Problem -> Return every line below exactly, without dropping any.

Input for this task ->
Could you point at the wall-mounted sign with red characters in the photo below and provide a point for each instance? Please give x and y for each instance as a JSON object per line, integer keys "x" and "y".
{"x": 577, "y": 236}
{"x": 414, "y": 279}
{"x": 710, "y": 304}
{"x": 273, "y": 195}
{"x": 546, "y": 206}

Solved problem ->
Could you point at the wall-mounted sign with red characters in the photo below and provide a point for each instance? Please give x and y for each instance as a JSON object per line, integer keys "x" and "y".
{"x": 577, "y": 236}
{"x": 414, "y": 279}
{"x": 710, "y": 304}
{"x": 273, "y": 195}
{"x": 546, "y": 206}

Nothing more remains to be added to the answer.